### Passage given
LOOP some number of generations

    LOOP for each agent (a) in the population

    Select a game partner agent (b) with the same tag (if

       possible)

    Agent (a) and (b) invoke their strategies and get

       appropriate payoff

  END LOOP

  Reproduce agents in proportion to their average payoff

     (with some, low, level of mutation)

END LOOP

Figure 1. Outline algorithm for the simulation of model M2

Agents are selected to play a single-round of PD not randomly but based on having the same tag string. If an agent can find an individual with the same tag string as its own in the system it will play PD against that agent. If it cannot then it plays against some randomly chosen partner (as in M1). Agents learn in the same way as M1 but in addition mutate and copy tag bits in the same way as the action bit. If model M2 is implemented we find that if the number of tag bits is high enough (in this case we found 32 tag bits for a population of 100 agents to be sufficient) then the socially rational solution of all agents selecting action C predominates.

More interesting still, if all the agents are initially set to select action D then the time required to achieve a system where C actions predominate (consistent with the principle of social rationality) is inversely proportional to the size of the population. See figure 2[2]. This means that a larger sized MAS more quickly becomes socially rational. This is an inverse scaling phenomena: the more agents, the better! Additionally the fact that the system can recover from a state of total D actions to almost total C actions (under conditions of constant mutation) demonstrates the high robustness of the system. The socially rational solution is also the most efficient from the point of view of total utility attained by the system. The tag-based model M2 produces an efficient, scalable and robust solution – based on very simple individual learning methods.

### Exercises to complete
1. In the passage on model M2, how many tag bits were found sufficient for a population of 100 agents?
2. Write out the passage on model M2 word for word, starting with "(with some, low, level" and going on through "action C predominates.".
3. Carry on the passage on model M2 with new text that follows its final sentence.

### Data excerpt
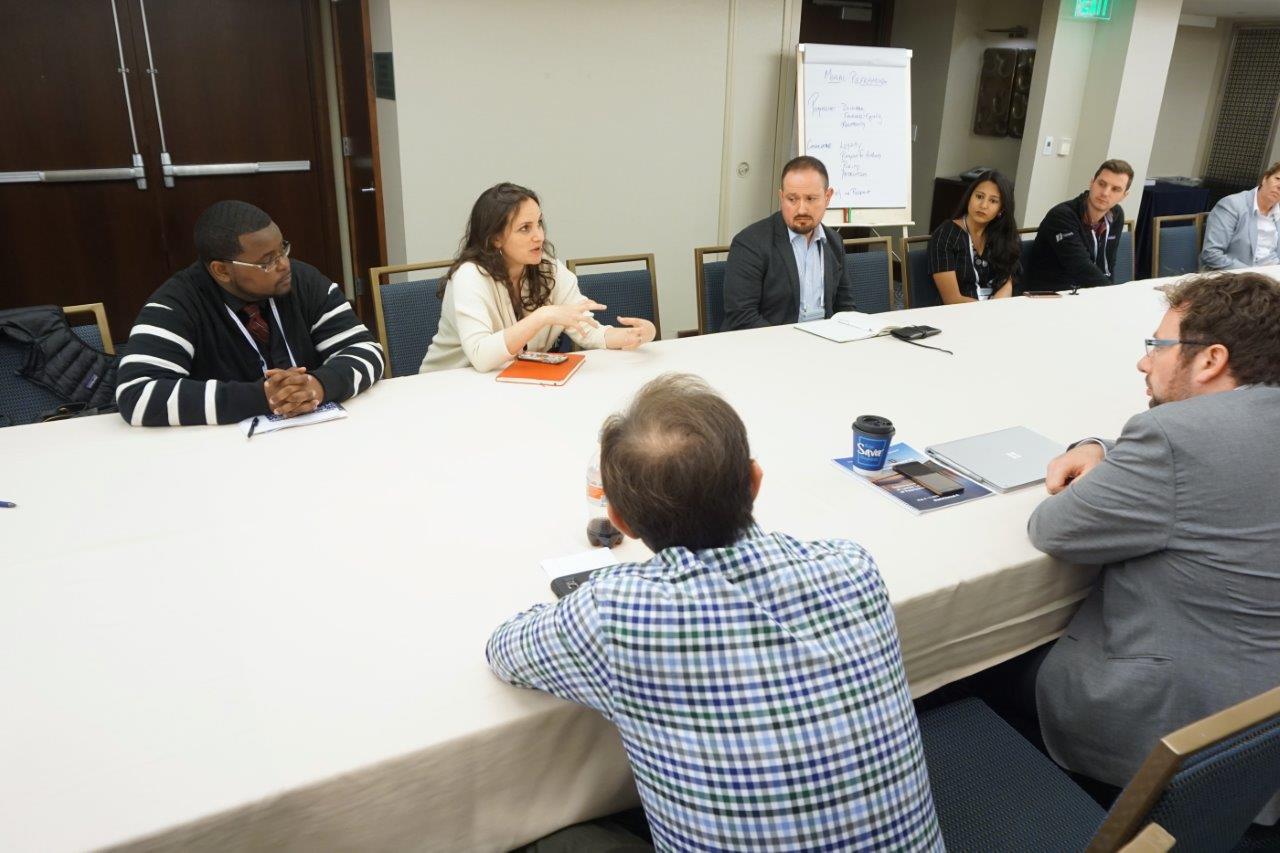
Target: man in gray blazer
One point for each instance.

### Answers to the exercise
1. 32 tag bits

2.
(with some, low, level of mutation)

END LOOP

Figure 1. Outline algorithm for the simulation of model M2

Agents are selected to play a single-round of PD not randomly but based on having the same tag string. If an agent can find an individual with the same tag string as its own in the system it will play PD against that agent. If it cannot then it plays against some randomly chosen partner (as in M1). Agents learn in the same way as M1 but in addition mutate and copy tag bits in the same way as the action bit. If model M2 is implemented we find that if the number of tag bits is high enough (in this case we found 32 tag bits for a population of 100 agents to be sufficient) then the socially rational solution of all agents selecting action C predominates.

3.
Figure 2. In model M2 the more agents in the system the quicker social rationality is attained

2.3     How Tags Work

We have presented the M2 model as a method for achieving three important properties in a simple (PD) task domain: efficiency, scalability and robustness. But how do tags produce this seemingly magical result? The key to understanding the tag process is to realize that agents with the same tag strings can be seen as forming a sort of “interaction group”. This means that the entire MAS can be considered as a collection of groups. If a group happens to be entirely composed of agents selecting action C (a socially rational group) then the agents within the group will outperform agents in a group composed entirely of agents selecting action D (an individually rational group). This means that more agents will copy the behavior of “socially rational” groups than  “individually rational” groups. By copying the behavior and the tags of those who perform well, agents are essentially joining groups that are socially rational. However, if an agent happens to select action D within a group of action C agents then it will individually outperform any C acting agent in that (otherwise socially rational) group.

Figure 3. Notice that groups form, become invaded by agents performing D actions and then die

However, by others copying such an agent the group becomes very quickly dominated by D acting agents and therefore the relative advantage of the lone D acting agent is lost – the group snuffs itself out due to the interaction being kept within the group. So by selecting the D action an agent destroys its group very quickly (remember groups are agents all sharing the same tag string). Figure 3 visualizes this group process in a typical single run. Each line on the vertical axis represents a unique tag string. Groups composed of all C action agents are shown in light gray (Coop), mixed groups of C and D agents are dark gray and groups composed of all D are black.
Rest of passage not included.